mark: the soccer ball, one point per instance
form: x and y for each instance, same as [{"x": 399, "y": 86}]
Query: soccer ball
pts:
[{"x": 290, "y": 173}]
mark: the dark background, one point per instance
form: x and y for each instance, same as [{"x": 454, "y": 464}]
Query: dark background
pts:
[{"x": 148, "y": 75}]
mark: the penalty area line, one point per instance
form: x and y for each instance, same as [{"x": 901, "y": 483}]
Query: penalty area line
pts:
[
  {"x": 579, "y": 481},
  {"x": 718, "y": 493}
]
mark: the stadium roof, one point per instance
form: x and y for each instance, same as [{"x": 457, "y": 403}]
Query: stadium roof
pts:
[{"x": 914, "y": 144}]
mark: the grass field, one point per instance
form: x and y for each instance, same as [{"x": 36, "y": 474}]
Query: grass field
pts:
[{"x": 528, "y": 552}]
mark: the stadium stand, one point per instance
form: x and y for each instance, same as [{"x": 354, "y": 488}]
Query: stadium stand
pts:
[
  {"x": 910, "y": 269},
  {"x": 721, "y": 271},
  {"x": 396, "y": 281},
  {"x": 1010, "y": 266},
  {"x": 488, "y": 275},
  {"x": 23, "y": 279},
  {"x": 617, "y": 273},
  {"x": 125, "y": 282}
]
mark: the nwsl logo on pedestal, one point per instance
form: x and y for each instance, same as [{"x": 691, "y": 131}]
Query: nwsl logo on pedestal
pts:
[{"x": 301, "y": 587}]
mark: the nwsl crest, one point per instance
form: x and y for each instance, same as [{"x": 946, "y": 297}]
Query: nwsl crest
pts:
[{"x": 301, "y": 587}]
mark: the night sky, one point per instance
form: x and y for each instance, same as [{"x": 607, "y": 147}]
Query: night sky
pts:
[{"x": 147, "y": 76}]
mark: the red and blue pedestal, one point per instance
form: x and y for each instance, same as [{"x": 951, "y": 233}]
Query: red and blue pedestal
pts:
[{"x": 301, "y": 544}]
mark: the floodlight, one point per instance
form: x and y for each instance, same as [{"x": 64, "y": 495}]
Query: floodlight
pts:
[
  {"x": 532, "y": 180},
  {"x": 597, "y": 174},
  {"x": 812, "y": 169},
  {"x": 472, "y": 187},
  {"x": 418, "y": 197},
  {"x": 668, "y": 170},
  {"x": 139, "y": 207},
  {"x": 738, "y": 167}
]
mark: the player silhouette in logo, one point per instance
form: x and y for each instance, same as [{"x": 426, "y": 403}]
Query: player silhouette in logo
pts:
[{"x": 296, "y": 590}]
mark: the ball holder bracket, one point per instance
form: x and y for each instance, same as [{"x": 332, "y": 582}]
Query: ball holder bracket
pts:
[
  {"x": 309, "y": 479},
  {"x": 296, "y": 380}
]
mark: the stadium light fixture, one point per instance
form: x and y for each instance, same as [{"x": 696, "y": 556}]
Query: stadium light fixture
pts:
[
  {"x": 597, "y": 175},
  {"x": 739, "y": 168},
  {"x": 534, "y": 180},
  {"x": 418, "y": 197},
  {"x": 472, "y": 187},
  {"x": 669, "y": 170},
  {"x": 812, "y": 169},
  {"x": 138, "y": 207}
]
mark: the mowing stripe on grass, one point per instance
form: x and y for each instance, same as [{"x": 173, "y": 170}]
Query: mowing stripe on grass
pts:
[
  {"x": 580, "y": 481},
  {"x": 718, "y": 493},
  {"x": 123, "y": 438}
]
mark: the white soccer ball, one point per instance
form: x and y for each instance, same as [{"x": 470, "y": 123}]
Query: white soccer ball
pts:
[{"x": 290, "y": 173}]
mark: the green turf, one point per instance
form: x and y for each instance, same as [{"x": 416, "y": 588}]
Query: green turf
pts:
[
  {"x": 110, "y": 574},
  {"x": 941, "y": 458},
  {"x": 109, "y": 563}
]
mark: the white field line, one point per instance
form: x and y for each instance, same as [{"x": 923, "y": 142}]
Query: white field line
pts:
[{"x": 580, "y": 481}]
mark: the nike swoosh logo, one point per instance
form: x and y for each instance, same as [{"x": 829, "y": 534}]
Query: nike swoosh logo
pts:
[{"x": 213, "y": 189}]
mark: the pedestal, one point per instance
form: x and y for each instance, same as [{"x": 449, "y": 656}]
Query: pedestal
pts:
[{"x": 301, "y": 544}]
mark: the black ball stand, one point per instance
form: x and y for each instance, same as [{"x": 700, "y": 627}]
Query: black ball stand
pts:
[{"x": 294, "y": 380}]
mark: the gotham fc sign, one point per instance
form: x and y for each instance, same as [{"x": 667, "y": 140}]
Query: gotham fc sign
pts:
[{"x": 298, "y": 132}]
★ ★ ★ ★ ★
=== Task description ===
Rewrite all the items above, putting "Target" wherever "Query" appears and leaving everything else unchanged.

=== Written answer ===
mark: the soccer ball, one point per instance
form: x and y for each instance, same as [{"x": 399, "y": 86}]
Target: soccer ball
pts:
[{"x": 290, "y": 173}]
mark: the dark background, one point per instance
form: x and y for each instance, same as [{"x": 454, "y": 464}]
Target: dark background
pts:
[{"x": 148, "y": 75}]
mark: the penalty area line, one point per instance
form: x and y for each instance, same as [{"x": 901, "y": 483}]
Target: penalty area line
pts:
[
  {"x": 579, "y": 481},
  {"x": 718, "y": 493}
]
mark: the stadium roof, one point per instance
form: x and y for each instance, same as [{"x": 457, "y": 403}]
Target: stadium roof
pts:
[{"x": 914, "y": 144}]
mark: the grass field, one point per instance
form: x and y for each instance, same as [{"x": 36, "y": 474}]
Target: grass field
pts:
[{"x": 528, "y": 552}]
mark: the stadium stand, one point per instance
form: x and y for each instance, same as [{"x": 354, "y": 488}]
Target: stadium stand
pts:
[
  {"x": 910, "y": 269},
  {"x": 721, "y": 271},
  {"x": 396, "y": 281},
  {"x": 1010, "y": 266},
  {"x": 488, "y": 275},
  {"x": 23, "y": 279},
  {"x": 617, "y": 273},
  {"x": 125, "y": 282}
]
mark: the nwsl logo on pedestal, one point per instance
form: x and y for each instance, same as [{"x": 691, "y": 131}]
Target: nwsl logo on pedestal
pts:
[{"x": 301, "y": 587}]
mark: the nwsl crest, one point per instance
form: x and y for each instance, same as [{"x": 946, "y": 297}]
Target: nwsl crest
pts:
[{"x": 301, "y": 587}]
mark: the night sky, one point per instance
form: x and y for each instance, same as [{"x": 607, "y": 147}]
Target: night sky
pts:
[{"x": 147, "y": 76}]
mark: the red and blue pedestal, one point per instance
form: x and y for each instance, same as [{"x": 951, "y": 233}]
Target: red and blue pedestal
pts:
[{"x": 301, "y": 544}]
mark: the floodlight, one point per instance
form: x and y for each instance, same as [{"x": 64, "y": 495}]
Target: floodlight
pts:
[
  {"x": 532, "y": 180},
  {"x": 597, "y": 174},
  {"x": 812, "y": 169},
  {"x": 472, "y": 187},
  {"x": 418, "y": 197},
  {"x": 668, "y": 170},
  {"x": 139, "y": 207},
  {"x": 738, "y": 167}
]
mark: the player silhouette in logo, one point per instance
form: x and y for each instance, same as [{"x": 426, "y": 403}]
Target: player silhouette in logo
pts:
[{"x": 296, "y": 590}]
mark: the ball holder bracket, one point per instance
form: x and y for each instance, same as [{"x": 332, "y": 582}]
Target: ball holder bracket
pts:
[
  {"x": 309, "y": 479},
  {"x": 296, "y": 380}
]
mark: the stadium light fixture, one point per instance
form: x and y for each instance, same as [{"x": 696, "y": 556}]
Target: stadium light fixture
pts:
[
  {"x": 597, "y": 175},
  {"x": 739, "y": 168},
  {"x": 534, "y": 180},
  {"x": 418, "y": 197},
  {"x": 472, "y": 187},
  {"x": 669, "y": 170},
  {"x": 812, "y": 169},
  {"x": 138, "y": 207}
]
mark: the mowing stripe on grass, one point per instance
form: x and y for each instance, same as [{"x": 173, "y": 170}]
Target: mowing stripe on grass
pts:
[
  {"x": 580, "y": 481},
  {"x": 718, "y": 493},
  {"x": 123, "y": 438}
]
mark: the white soccer ball, one point per instance
form: x and y for each instance, same as [{"x": 470, "y": 123}]
Target: white soccer ball
pts:
[{"x": 290, "y": 173}]
mark: the green turf, one point per instance
form: x and y for each instance, same as [{"x": 416, "y": 588}]
Target: green turf
pts:
[
  {"x": 110, "y": 574},
  {"x": 941, "y": 458},
  {"x": 109, "y": 563}
]
mark: the white field line, one point per instance
form: x and y for each instance, same as [{"x": 923, "y": 142}]
Target: white field line
pts:
[{"x": 580, "y": 481}]
mark: the nike swoosh logo, one point per instance
form: x and y for each instance, same as [{"x": 829, "y": 534}]
Target: nike swoosh logo
pts:
[{"x": 213, "y": 189}]
mark: the pedestal, one point per instance
form: x and y for each instance, same as [{"x": 449, "y": 656}]
Target: pedestal
pts:
[{"x": 301, "y": 544}]
mark: the black ball stand, one point per instance
form: x and y for each instance, same as [{"x": 700, "y": 627}]
Target: black ball stand
pts:
[{"x": 294, "y": 380}]
mark: the gotham fc sign, one point per instance
form: x and y for each instance, same as [{"x": 667, "y": 140}]
Target: gotham fc sign
pts:
[{"x": 298, "y": 132}]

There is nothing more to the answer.